Goal of the exercise. Quote, without any change, the line that contains "pixel 52 103" and all lines that follow it to the end of the data below.

Records for the exercise.
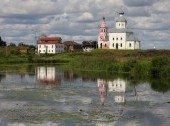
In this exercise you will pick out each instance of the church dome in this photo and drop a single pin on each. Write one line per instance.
(121, 19)
(103, 24)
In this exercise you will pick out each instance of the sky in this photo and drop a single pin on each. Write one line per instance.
(79, 20)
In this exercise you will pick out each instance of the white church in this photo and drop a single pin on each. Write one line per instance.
(121, 38)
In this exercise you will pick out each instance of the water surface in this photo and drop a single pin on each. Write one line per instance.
(54, 95)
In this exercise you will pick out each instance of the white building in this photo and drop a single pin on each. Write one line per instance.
(50, 45)
(120, 38)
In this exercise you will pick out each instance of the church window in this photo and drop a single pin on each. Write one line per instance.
(100, 45)
(121, 45)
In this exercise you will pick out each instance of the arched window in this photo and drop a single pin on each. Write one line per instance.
(100, 45)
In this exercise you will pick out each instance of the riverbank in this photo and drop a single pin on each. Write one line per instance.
(140, 63)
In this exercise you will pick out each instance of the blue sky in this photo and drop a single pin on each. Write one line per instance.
(79, 20)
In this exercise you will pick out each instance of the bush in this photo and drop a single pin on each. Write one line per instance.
(158, 66)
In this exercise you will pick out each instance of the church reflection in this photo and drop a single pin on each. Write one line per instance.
(117, 86)
(102, 85)
(48, 75)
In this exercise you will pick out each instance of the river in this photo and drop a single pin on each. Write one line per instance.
(55, 96)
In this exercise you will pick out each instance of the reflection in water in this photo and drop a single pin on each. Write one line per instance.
(2, 76)
(47, 76)
(22, 100)
(102, 85)
(117, 86)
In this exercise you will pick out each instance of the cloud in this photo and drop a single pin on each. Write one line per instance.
(138, 3)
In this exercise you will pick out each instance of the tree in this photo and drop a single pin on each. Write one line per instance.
(12, 45)
(2, 43)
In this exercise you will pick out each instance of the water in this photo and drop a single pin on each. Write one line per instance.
(55, 96)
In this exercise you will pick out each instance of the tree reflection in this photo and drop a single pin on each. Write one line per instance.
(160, 85)
(1, 77)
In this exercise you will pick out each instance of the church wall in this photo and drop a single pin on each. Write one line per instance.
(117, 40)
(130, 45)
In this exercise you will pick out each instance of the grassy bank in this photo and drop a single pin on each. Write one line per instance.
(140, 63)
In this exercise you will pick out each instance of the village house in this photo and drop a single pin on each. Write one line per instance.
(71, 46)
(50, 45)
(121, 38)
(89, 45)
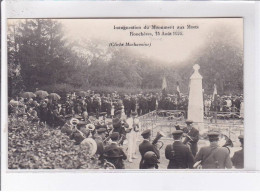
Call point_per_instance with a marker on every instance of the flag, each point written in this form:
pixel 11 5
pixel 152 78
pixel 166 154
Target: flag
pixel 214 92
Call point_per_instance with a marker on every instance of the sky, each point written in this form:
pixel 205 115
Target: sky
pixel 173 48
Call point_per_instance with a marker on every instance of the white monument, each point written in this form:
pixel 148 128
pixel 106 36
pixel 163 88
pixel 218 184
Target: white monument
pixel 195 108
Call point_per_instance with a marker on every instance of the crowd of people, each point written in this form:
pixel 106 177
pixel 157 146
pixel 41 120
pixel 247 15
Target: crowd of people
pixel 124 110
pixel 89 103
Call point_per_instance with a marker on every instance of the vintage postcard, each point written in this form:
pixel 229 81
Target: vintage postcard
pixel 129 93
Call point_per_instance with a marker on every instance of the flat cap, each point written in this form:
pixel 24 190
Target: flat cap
pixel 101 130
pixel 114 136
pixel 146 132
pixel 103 113
pixel 150 158
pixel 189 121
pixel 177 133
pixel 177 127
pixel 213 134
pixel 134 113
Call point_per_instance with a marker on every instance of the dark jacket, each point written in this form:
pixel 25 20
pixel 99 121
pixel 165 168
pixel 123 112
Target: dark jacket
pixel 114 154
pixel 144 147
pixel 179 155
pixel 194 134
pixel 238 159
pixel 100 147
pixel 213 157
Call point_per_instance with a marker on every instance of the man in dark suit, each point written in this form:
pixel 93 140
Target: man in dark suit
pixel 178 153
pixel 146 146
pixel 238 158
pixel 101 135
pixel 115 154
pixel 213 156
pixel 191 137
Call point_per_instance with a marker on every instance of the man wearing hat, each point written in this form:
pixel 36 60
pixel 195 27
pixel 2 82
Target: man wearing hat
pixel 119 125
pixel 115 154
pixel 191 137
pixel 150 160
pixel 133 129
pixel 99 138
pixel 213 156
pixel 178 153
pixel 238 158
pixel 146 146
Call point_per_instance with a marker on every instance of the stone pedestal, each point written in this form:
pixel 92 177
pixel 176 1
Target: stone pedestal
pixel 195 108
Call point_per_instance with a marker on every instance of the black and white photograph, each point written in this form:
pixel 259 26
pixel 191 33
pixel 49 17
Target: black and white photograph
pixel 126 94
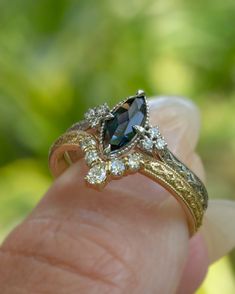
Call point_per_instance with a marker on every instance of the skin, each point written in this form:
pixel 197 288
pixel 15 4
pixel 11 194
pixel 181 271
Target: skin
pixel 130 238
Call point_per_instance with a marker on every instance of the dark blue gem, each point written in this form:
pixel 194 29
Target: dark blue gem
pixel 119 132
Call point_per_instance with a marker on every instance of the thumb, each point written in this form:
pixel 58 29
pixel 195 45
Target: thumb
pixel 130 238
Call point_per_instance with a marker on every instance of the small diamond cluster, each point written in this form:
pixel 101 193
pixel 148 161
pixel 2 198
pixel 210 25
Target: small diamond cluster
pixel 100 170
pixel 95 115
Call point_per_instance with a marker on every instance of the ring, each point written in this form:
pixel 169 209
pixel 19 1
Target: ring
pixel 120 141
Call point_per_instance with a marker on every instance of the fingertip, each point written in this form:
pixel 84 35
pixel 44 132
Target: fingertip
pixel 179 122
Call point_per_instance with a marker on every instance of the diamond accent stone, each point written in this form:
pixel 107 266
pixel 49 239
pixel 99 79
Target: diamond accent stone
pixel 154 133
pixel 91 156
pixel 117 167
pixel 87 143
pixel 134 161
pixel 147 144
pixel 97 174
pixel 160 144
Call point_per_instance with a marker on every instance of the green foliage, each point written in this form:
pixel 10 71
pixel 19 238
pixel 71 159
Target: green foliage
pixel 58 57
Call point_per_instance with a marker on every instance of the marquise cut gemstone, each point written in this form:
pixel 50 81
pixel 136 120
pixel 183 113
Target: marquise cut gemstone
pixel 119 131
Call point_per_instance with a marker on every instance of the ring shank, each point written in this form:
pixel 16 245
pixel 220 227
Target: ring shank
pixel 66 151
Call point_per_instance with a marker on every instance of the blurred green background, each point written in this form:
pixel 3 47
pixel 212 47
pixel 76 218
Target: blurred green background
pixel 58 57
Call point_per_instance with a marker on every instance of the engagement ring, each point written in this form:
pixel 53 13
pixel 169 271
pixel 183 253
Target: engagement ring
pixel 120 141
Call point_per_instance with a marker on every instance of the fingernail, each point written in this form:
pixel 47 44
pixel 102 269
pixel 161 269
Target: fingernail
pixel 179 122
pixel 218 228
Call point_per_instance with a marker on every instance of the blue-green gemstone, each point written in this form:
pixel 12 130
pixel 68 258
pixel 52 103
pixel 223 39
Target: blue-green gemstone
pixel 119 132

Answer to the problem.
pixel 52 103
pixel 223 39
Target: blue-green gemstone
pixel 119 132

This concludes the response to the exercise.